» **Aim of the task**
Locate each line in the data below that contains the word "person" and copy those lines out. Treat uppercase and lowercase as different, so a line counts only if its capitalization matches.

== Information supplied ==

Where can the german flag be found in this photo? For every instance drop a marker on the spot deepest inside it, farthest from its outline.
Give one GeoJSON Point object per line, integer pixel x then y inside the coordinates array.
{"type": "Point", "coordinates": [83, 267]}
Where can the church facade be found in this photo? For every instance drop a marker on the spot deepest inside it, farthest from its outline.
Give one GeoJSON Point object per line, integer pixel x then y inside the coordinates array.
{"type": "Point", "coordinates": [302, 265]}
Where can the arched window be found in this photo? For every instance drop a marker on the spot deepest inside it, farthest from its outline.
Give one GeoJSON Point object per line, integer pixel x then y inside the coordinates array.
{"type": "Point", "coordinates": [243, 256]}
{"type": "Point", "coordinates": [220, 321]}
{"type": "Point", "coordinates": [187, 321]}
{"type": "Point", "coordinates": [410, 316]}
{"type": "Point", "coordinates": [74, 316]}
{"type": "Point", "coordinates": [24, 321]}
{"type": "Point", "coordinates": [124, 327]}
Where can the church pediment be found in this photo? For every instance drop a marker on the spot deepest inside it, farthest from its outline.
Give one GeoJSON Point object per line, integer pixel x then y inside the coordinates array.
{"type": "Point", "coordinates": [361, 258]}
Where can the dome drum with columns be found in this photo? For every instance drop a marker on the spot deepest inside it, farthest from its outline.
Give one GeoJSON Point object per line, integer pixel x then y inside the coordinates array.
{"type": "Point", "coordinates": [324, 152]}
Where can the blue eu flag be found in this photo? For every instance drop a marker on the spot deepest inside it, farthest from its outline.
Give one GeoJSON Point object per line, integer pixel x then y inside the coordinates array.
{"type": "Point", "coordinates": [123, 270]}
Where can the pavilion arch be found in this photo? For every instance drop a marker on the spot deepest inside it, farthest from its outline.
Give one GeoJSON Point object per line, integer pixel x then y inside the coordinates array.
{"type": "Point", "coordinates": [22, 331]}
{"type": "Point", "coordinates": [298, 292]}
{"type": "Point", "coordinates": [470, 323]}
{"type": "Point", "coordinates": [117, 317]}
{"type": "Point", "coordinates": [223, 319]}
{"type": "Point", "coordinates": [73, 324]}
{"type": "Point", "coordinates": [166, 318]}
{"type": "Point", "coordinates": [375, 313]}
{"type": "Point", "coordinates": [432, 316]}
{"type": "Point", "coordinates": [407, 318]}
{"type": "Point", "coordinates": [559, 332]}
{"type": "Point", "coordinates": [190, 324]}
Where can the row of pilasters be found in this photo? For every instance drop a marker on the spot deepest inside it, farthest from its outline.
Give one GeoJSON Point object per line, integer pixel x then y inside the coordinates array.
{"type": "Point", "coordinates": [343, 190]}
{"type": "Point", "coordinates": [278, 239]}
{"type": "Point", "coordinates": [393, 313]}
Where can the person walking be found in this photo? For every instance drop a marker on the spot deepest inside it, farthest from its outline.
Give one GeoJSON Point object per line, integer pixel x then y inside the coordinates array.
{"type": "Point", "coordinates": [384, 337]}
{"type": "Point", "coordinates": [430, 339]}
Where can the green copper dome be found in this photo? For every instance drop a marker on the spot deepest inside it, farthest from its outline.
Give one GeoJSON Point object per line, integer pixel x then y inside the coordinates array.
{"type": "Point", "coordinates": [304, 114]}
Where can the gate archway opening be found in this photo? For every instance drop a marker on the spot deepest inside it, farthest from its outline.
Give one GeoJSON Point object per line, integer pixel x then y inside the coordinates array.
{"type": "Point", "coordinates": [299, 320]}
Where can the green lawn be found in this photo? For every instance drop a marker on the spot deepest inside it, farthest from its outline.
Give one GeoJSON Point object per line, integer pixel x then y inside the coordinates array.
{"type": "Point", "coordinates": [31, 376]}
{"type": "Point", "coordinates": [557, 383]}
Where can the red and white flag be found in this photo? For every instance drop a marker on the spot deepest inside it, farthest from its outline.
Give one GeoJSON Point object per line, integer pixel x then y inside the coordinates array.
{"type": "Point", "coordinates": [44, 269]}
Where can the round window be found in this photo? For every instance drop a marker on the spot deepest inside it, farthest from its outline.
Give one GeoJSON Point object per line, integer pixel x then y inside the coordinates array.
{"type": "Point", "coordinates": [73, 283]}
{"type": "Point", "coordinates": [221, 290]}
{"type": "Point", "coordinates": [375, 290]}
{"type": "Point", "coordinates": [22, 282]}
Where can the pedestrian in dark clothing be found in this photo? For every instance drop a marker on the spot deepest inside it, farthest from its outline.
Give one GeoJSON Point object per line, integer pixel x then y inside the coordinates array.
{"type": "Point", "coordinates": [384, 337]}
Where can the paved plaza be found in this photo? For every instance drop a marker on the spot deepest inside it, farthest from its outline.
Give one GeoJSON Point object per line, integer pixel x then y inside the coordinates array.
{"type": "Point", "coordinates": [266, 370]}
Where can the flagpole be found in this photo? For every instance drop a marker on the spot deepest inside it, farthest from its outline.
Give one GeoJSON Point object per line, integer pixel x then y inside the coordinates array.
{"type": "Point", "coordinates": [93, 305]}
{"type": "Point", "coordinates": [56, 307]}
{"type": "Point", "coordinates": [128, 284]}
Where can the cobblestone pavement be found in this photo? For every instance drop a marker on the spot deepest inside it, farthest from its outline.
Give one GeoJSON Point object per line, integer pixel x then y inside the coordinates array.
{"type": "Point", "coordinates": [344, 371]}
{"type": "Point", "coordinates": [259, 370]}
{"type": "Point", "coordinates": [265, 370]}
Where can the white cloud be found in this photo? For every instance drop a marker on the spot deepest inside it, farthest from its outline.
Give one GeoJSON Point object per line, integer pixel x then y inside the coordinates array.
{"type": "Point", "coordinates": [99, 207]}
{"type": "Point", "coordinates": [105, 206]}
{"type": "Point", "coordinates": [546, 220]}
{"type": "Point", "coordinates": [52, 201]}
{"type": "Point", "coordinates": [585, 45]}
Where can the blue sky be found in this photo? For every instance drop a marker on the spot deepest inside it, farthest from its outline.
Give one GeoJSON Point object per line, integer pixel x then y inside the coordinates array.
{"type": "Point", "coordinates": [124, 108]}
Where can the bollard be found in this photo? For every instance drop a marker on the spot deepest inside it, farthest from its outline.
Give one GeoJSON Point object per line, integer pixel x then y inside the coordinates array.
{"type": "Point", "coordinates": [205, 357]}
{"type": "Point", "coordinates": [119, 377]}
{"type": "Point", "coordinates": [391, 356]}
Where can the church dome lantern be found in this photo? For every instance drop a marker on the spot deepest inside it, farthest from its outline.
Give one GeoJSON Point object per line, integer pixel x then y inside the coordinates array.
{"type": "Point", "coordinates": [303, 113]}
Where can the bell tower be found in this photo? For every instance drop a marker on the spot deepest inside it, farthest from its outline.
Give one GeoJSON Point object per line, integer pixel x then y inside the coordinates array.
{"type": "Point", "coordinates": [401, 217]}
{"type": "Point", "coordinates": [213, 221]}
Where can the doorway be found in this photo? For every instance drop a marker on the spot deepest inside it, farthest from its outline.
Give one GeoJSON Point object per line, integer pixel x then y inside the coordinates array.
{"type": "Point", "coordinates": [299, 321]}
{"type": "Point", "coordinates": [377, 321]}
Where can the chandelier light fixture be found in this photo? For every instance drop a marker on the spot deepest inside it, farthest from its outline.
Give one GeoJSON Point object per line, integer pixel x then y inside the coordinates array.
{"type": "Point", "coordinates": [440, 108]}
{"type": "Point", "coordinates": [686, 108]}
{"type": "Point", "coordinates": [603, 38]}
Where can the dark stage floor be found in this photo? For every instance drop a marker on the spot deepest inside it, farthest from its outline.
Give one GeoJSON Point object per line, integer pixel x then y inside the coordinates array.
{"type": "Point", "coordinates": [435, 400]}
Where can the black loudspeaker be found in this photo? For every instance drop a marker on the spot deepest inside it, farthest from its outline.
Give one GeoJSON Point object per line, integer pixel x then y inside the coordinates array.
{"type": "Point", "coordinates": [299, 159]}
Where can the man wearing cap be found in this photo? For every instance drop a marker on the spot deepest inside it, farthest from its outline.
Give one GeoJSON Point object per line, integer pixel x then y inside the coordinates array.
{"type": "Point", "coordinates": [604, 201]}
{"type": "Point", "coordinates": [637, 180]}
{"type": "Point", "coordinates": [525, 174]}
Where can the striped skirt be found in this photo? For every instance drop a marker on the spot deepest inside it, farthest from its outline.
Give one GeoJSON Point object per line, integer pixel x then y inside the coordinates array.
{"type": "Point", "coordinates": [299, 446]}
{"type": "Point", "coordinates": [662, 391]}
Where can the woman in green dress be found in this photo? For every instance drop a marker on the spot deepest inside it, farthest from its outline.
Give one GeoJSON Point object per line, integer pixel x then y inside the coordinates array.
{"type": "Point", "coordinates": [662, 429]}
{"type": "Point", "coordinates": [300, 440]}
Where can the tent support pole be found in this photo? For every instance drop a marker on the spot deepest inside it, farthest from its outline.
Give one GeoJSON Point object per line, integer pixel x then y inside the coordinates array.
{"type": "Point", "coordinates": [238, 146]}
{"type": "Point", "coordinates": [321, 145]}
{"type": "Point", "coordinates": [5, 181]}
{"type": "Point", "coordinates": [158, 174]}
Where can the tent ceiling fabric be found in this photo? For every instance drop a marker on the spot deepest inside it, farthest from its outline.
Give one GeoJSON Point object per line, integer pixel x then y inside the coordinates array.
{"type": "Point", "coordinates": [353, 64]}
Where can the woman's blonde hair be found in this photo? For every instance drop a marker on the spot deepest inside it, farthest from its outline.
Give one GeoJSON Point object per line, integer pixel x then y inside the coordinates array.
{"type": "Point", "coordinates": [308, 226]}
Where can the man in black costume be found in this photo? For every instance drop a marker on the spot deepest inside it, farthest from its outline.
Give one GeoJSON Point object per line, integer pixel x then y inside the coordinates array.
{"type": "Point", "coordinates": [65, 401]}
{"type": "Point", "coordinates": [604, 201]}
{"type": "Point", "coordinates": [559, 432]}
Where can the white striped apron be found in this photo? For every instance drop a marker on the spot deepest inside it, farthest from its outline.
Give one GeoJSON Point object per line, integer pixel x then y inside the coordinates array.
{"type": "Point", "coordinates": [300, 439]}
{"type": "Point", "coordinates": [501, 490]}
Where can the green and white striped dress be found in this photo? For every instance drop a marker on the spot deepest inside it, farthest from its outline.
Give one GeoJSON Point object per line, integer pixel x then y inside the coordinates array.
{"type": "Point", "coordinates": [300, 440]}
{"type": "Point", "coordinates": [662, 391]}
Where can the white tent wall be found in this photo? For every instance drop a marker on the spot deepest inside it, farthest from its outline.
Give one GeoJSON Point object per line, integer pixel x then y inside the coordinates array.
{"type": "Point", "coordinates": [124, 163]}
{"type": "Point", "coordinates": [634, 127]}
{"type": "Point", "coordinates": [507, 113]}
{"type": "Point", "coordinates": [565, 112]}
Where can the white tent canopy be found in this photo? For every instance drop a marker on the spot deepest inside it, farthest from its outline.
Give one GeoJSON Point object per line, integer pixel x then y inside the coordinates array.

===
== Information supplied ==

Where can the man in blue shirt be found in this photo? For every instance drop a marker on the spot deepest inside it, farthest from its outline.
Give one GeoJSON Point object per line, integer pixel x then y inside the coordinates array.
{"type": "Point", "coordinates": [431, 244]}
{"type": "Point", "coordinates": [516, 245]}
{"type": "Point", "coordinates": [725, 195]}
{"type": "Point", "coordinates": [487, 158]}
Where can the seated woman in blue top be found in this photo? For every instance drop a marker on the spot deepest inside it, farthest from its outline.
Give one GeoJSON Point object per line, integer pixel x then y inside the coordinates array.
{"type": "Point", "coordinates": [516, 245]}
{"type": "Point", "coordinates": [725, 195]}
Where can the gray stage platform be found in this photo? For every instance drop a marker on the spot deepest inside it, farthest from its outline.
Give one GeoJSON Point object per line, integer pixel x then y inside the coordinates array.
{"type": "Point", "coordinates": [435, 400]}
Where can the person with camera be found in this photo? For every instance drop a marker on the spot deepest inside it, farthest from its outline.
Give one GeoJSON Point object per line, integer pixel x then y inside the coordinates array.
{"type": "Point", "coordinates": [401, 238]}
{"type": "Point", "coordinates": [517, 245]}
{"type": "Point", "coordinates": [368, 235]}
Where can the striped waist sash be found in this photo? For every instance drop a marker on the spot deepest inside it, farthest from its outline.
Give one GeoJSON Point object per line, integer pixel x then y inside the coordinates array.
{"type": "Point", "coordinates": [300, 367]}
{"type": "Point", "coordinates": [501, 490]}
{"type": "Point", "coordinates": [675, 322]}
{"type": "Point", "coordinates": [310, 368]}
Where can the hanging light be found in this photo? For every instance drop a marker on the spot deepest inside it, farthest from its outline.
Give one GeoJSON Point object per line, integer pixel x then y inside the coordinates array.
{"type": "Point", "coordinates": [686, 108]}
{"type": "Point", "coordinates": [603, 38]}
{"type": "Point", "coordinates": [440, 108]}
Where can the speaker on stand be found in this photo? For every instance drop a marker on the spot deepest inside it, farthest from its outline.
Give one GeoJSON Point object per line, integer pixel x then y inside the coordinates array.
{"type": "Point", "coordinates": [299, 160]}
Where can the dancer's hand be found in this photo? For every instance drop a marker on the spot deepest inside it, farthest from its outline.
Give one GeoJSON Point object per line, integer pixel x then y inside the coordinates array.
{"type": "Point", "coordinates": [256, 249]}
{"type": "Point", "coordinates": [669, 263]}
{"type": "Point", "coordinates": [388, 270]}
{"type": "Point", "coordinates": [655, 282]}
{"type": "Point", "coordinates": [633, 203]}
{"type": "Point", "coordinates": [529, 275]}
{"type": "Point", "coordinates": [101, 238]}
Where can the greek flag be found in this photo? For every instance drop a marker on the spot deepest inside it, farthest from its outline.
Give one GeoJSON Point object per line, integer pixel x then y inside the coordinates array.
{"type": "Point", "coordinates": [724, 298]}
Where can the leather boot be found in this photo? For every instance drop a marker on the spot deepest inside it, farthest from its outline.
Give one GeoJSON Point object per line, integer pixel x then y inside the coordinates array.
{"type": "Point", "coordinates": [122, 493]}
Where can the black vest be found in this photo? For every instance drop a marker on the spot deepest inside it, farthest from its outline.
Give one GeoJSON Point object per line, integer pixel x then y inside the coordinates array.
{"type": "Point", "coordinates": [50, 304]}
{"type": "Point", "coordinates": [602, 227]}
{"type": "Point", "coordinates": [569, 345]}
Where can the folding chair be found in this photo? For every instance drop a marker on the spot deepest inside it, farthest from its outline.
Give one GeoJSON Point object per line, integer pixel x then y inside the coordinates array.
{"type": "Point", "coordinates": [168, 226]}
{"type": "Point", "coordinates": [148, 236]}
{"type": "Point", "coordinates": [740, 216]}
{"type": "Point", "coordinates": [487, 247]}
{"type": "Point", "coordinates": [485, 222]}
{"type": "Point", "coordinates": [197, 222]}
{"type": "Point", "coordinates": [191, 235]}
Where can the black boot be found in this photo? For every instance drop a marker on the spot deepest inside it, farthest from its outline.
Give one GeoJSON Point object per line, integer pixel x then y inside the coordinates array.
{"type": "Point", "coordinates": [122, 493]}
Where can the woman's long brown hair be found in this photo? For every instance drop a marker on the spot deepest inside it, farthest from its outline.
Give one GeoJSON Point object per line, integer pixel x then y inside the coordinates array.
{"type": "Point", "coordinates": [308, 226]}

===

» **Finished task**
Where can the person walking be found in this photo? For every instance drop a marker on the spot deepest inside it, farthest from its outline.
Where can the person with camera be found in this photo? For every instance drop a marker on the spot deepest inside it, farthest from its outline.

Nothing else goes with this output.